Textauszug ▸
Gehet hin in alle Welt

Evangelischer Rundfunkgottesdienst

Leipziger Missionswerk

Gehet hin in alle Welt
Rundfunkgottesdienst aus der Kapelle des Leipziger Missionswerks
08.03.2020 - 10:05
28.02.2020
Superintendentin Kristin Jahn
Über die Sendung

Schule beendet. Und dann? Was bewegt junge Leute aufzubrechen in ein fremdes Land? Neues entdecken, die eigenen Fähigkeiten testen, sich engagieren für andere – die Motivationen sind vielfältig. Spielt der Glaube dabei eine Rolle?

Im Gottesdienst aus der Kapelle des Leipziger Missionswerks kommen junge Leute von heute zu Wort, die ins Ausland gehen; und junge Menschen von damals, als das Missionswerk gegründet wurde. Wozu fühlen sie sich gesandt? Was ist ihre Mission?

Und wie hat sich dieser Begriff über die Jahrzehnte entwickelt?

Direktor Ravinder Salooja und Mitarbeitende des Leipziger Missionswerks feiern den Gottesdienst zusammen mit Jugendlichen aus Übersee und Mitteldeutschland. Die Predigt hält Superintendentin Dr. Kristin Jahn. Capella vocalis Leipzig und Solisten unter Leitung von Kantor Veit-Stephan Budig gestalten den Gottesdienst musikalisch.

 

Folgende Lieder werden im Gottesdienst gesungen:

EG 452 Er weckt mich alle Morgen

EG 264 Die Kirche steht gegründet

EG 258 Zieht in Frieden eure Pfade

 

Gottesdienst nachhören

 

Den Gottesdienstmitschnitt finden Sie auch direkt unter http://www.deutschlandradio.de/audio-archiv.260.de.html?drau:broadcast_id=122

Predigt zum Nachlesen

Nach Afrika gehen und die Welt retten. Ich weiß noch, wie ich kurz vor dem Abi bei einem Familienfest zu Haus am gedeckten Tisch saß und auf die Frage meiner Tante, was ich denn nun machen wolle, sagte: Krankenschwester werden; nach Afrika gehen: die Welt retten.

Das mit der Welt, hatte ich so nicht gesagt, aber gemeint. Seit Wochen kamen Bilder im Fernsehen von verhungernden Kindern und wir saßen zu Hause am gedeckten Tisch.

Mich hat das fertig gemacht. Ich wollte raus aus meinem Dorf, raus aus einem Land, wo jeder nur darauf bedacht war, wieder auf die Beine zu kommen, damals kurz nach der Wende.

Also Krankenschwester werden und Afrika.

Meine Tante sagte: Wenn du kranken Menschen helfen willst, dann mach das doch gefälligst erst mal hier. Es gibt hier genug Leute, denen es schlecht geht.

Auflistung ▸

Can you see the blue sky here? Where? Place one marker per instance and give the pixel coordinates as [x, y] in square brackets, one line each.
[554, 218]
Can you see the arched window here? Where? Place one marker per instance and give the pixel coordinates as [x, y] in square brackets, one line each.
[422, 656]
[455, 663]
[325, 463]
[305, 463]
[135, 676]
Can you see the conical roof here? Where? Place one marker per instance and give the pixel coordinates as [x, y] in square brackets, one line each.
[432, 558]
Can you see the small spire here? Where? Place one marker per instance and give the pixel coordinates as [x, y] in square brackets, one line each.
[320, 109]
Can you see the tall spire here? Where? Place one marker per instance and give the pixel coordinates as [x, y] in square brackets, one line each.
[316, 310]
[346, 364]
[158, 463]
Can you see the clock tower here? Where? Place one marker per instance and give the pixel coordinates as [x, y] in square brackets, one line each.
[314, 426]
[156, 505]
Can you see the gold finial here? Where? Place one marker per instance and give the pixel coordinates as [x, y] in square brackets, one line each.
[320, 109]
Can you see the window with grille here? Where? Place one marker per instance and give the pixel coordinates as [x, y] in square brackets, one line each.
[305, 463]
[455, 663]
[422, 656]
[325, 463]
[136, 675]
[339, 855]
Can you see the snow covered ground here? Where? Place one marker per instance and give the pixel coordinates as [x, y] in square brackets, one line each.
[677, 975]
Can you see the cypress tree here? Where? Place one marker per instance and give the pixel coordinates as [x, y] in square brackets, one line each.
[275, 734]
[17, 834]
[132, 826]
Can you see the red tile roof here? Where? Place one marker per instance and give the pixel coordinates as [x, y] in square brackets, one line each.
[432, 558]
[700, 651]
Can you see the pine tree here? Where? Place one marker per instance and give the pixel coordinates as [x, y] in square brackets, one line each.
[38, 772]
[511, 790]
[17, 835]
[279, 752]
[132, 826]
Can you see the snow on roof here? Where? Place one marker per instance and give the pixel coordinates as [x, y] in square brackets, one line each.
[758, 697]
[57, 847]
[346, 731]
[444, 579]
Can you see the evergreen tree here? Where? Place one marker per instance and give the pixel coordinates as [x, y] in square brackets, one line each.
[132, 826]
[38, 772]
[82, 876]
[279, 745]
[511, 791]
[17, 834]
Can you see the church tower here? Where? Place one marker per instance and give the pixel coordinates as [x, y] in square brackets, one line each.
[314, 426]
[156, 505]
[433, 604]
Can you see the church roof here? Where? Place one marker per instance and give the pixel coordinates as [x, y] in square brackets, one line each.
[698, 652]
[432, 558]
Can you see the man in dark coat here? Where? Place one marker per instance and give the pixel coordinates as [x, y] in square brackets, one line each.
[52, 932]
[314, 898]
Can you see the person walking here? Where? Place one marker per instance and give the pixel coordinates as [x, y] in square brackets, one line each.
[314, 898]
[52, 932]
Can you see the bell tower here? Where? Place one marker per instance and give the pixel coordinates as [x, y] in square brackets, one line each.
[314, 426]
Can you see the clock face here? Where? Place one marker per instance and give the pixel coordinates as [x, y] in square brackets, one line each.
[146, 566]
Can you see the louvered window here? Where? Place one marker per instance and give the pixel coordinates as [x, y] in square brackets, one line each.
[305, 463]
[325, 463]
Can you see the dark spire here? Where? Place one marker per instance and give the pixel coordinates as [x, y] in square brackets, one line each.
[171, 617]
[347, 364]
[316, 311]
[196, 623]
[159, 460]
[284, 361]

Aufgabenstellung ▸
Überarbeite den Text über den Rundfunkgottesdienst ab den Worten „Schule beendet. Und“ bis einschließlich „dabei eine Rolle?“ und gib diesen Abschnitt wieder. Ersetze darin „ein fremdes Land“ durch „ein fernes Land“.

Erledigte Aufgabe ▸
Schule beendet. Und dann? Was bewegt junge Leute aufzubrechen in ein fernes Land? Neues entdecken, die eigenen Fähigkeiten testen, sich engagieren für andere – die Motivationen sind vielfältig. Spielt der Glaube dabei eine Rolle?